WORK TASK: All of the entries, apart from their pictures, are to be copied verbatim.

Records drawn from a dataset:
***

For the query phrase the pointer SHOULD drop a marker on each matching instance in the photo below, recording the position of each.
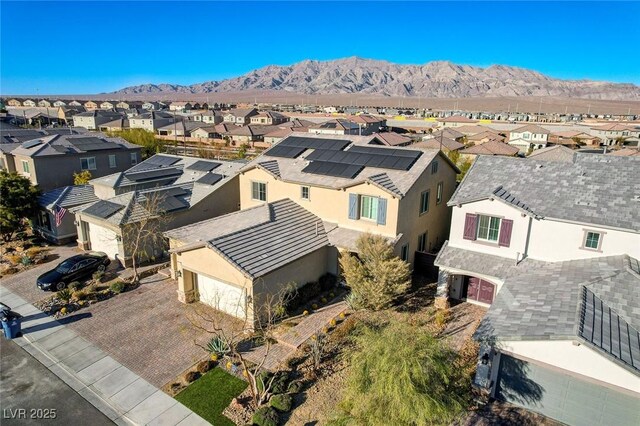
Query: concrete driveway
(28, 385)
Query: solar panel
(31, 144)
(162, 160)
(103, 209)
(285, 151)
(203, 166)
(326, 168)
(210, 179)
(152, 174)
(315, 143)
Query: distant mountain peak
(436, 79)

***

ANSWER AREA:
For the query phrase the pointer SHOULD drop a marker on each matching instance in the photo below, recording the position of each.
Query: concrete driveway
(28, 385)
Query: solar panel
(31, 144)
(162, 160)
(103, 209)
(285, 151)
(203, 166)
(326, 168)
(210, 179)
(152, 174)
(315, 143)
Query: distant mountain peak
(436, 79)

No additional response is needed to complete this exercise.